Aim - Reproduce each line of the records below word for word, in their original order.

Dataset entries -
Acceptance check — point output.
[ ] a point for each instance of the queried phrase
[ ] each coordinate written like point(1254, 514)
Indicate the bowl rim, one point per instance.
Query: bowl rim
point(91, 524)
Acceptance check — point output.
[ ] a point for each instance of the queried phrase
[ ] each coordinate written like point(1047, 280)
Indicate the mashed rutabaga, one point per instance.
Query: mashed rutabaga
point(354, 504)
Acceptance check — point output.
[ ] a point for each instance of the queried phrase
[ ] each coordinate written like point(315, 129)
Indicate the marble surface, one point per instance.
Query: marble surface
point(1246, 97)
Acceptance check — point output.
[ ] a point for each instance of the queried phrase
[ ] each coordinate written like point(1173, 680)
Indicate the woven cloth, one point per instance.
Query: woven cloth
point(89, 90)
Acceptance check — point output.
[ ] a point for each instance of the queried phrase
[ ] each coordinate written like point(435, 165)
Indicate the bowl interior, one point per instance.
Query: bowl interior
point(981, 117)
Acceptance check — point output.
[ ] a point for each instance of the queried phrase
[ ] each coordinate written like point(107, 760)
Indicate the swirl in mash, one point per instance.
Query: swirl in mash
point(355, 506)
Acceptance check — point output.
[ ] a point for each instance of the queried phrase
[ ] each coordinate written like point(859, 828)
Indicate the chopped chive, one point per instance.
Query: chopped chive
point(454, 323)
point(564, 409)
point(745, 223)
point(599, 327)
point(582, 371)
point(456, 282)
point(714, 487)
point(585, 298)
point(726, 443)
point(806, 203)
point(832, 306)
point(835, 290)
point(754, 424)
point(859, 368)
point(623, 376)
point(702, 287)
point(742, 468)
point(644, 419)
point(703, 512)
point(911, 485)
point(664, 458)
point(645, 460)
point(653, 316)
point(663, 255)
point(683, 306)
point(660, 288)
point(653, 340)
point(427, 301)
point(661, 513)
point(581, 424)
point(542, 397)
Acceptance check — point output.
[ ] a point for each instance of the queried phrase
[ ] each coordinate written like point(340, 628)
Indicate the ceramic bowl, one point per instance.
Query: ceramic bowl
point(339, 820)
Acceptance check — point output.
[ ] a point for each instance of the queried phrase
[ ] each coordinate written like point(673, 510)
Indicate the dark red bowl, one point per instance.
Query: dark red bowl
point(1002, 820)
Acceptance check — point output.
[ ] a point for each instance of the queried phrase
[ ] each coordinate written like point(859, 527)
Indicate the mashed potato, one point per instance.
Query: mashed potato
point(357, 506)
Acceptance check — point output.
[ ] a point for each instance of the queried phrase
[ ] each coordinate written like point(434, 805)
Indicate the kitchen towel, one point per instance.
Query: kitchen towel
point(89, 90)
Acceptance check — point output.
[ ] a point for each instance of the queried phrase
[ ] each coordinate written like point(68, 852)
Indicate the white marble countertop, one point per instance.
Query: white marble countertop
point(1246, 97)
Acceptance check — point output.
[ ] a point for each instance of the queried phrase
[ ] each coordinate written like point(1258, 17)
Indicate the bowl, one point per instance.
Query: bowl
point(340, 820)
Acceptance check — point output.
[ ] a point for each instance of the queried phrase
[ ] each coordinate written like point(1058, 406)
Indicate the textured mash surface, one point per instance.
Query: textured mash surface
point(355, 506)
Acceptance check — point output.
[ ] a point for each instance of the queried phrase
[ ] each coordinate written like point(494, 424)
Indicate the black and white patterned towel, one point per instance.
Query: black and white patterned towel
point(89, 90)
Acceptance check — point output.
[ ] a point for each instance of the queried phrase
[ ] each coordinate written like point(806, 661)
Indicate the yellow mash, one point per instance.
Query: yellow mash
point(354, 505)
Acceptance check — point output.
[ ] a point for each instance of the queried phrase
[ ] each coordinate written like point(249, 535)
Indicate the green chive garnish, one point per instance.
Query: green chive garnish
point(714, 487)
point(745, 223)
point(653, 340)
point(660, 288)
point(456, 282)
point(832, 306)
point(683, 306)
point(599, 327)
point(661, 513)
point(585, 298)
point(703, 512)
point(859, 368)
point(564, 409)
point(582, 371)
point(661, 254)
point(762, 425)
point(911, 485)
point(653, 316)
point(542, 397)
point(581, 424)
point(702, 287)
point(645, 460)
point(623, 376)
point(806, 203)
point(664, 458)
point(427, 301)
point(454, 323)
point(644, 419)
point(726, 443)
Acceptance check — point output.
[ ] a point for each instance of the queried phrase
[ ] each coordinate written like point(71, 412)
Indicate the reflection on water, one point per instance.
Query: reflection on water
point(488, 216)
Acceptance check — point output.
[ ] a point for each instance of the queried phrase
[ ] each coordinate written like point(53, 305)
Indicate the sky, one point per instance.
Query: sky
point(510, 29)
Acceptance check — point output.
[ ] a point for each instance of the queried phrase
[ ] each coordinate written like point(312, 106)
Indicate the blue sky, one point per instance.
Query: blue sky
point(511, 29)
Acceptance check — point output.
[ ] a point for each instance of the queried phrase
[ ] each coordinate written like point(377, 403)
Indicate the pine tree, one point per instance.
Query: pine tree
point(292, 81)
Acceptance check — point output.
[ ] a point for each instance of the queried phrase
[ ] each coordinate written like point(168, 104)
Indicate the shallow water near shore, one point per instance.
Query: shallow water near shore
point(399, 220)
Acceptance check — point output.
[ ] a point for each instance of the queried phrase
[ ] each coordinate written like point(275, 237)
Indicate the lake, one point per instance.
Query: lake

Finished task -
Acceptance check — point output.
[ ] a point for each instance of the queried phrase
[ ] each coordinate written like point(1254, 514)
Indicate the bowl rim, one point per instance.
Query: bowl rim
point(91, 524)
Acceptance check — point output.
[ ] a point for each instance of the queried phrase
[ ] each coordinate written like point(1047, 280)
Indicate the mashed rutabaga, one point per instance.
Query: mashed rutabaga
point(354, 504)
Acceptance check — point output.
[ ] a point for each instance of the queried phrase
[ ] each coordinate written like point(315, 129)
Indicate the marble surface, one point per instance.
Query: marble surface
point(1246, 97)
Acceptance check — point output.
[ ] a point for each instance of the queried phrase
[ ] each coordinate written like point(1173, 680)
Indicate the woven cloth, one point per instance.
Query: woven cloth
point(89, 90)
Acceptance check — point output.
[ ] a point for each instance of the queried phrase
[ ] each coordinate written like point(435, 165)
Indicate the bowl interior, one point per instance.
Query: bowl interior
point(981, 117)
Acceptance check — point output.
[ ] a point for each instance of the queried phrase
[ ] each coordinate written like point(107, 760)
Indicate the swirl in mash, one point per instance.
Query: swirl in mash
point(355, 506)
Acceptance check — point output.
[ ] a point for each instance of the queried phrase
[ ] each coordinate written like point(859, 828)
Indicate the chopped chive, one point per instance.
Query: chopped chive
point(454, 323)
point(564, 409)
point(745, 223)
point(599, 327)
point(582, 371)
point(456, 282)
point(714, 487)
point(585, 298)
point(726, 443)
point(806, 203)
point(832, 306)
point(835, 290)
point(754, 424)
point(859, 368)
point(623, 376)
point(702, 287)
point(742, 468)
point(644, 419)
point(703, 512)
point(911, 485)
point(664, 458)
point(645, 460)
point(653, 316)
point(663, 255)
point(683, 306)
point(660, 288)
point(653, 340)
point(427, 301)
point(661, 513)
point(581, 424)
point(542, 397)
Acceptance check — point output.
[ ] a point for each instance of the queried phrase
[ ] each coordinate written like point(340, 628)
Indicate the ceramic bowl, one point per instance.
Query: ceramic bowl
point(339, 820)
Acceptance check — point output.
[ ] a point for each instance of the queried phrase
[ ] each coordinate written like point(673, 510)
Indicate the dark red bowl, one point per instance.
Query: dark red bowl
point(1002, 820)
Acceptance check — point output.
[ ] a point for each instance of the queried phrase
[ ] each coordinate written like point(859, 527)
Indicate the mashed potato, one point per instance.
Query: mashed potato
point(357, 506)
Acceptance check — point output.
[ ] a point for each instance of the queried phrase
[ ] each coordinate written like point(434, 805)
Indicate the kitchen towel, one point per instance.
Query: kitchen towel
point(89, 90)
Acceptance check — point output.
[ ] a point for each instance of the queried phrase
[ ] each coordinate written like point(68, 852)
Indicate the white marble countertop, one point per instance.
Query: white marble countertop
point(1246, 97)
Acceptance check — point output.
[ ] a point for each instance of the queried phrase
[ ] each coordinate written like point(1258, 17)
Indicate the bowl, one point per instance.
Query: bowl
point(340, 820)
Acceptance check — point output.
[ ] a point for each instance of the queried phrase
[ ] each coordinate written like point(1058, 406)
Indicate the textured mash surface, one point per instance.
Query: textured mash surface
point(355, 506)
Acceptance check — point output.
[ ] a point for each instance of the queried phrase
[ ] each coordinate written like point(494, 424)
Indicate the black and white patterned towel, one point per instance.
Query: black and white patterned towel
point(89, 90)
Acceptance check — point output.
[ ] a point for each instance of the queried phrase
[ ] each coordinate written like point(806, 661)
Indicate the yellow mash, one point per instance.
Query: yellow mash
point(354, 505)
Acceptance check — point output.
[ ] a point for each instance of the queried phrase
[ ] each coordinate written like point(249, 535)
Indicate the green chive garnish, one point per instance.
Query: green chive garnish
point(714, 487)
point(745, 223)
point(653, 340)
point(660, 288)
point(456, 282)
point(832, 306)
point(683, 306)
point(599, 327)
point(661, 513)
point(585, 298)
point(703, 512)
point(859, 368)
point(564, 409)
point(582, 371)
point(661, 254)
point(762, 425)
point(911, 485)
point(653, 316)
point(542, 397)
point(581, 424)
point(702, 287)
point(645, 460)
point(623, 376)
point(806, 203)
point(664, 458)
point(427, 301)
point(454, 323)
point(644, 419)
point(726, 443)
Acceptance check — point output.
[ ] a point for each instance of the queried phrase
[ ] each coordinate written like point(71, 412)
Indicate the reflection on water, one point per instance.
Query: reflection on water
point(488, 216)
Acceptance check — point output.
[ ] a point for each instance of the queried phrase
[ ] each coordinate written like point(53, 305)
Indicate the sky, one point per instance.
Query: sky
point(510, 29)
Acceptance check — point output.
[ ] a point for each instance of the queried phrase
[ ] each coordinate written like point(312, 106)
Indicate the blue sky, one point per instance.
Query: blue sky
point(511, 29)
Acceptance check — point output.
[ ] a point for each instance of the queried phrase
[ ] each coordinate written like point(377, 403)
Indicate the pine tree, one point per instance.
Query: pine tree
point(292, 81)
Acceptance check — point output.
[ ] a point for each instance of the queried phrase
[ ] each coordinate written like point(168, 104)
Indicate the shallow water near shore, one point per instance.
Query: shallow water near shore
point(399, 220)
Acceptance check — point output.
[ ] a point for each instance of the queried phrase
[ ] each coordinate written like point(275, 237)
Indicate the lake, one point per instance.
Query: lake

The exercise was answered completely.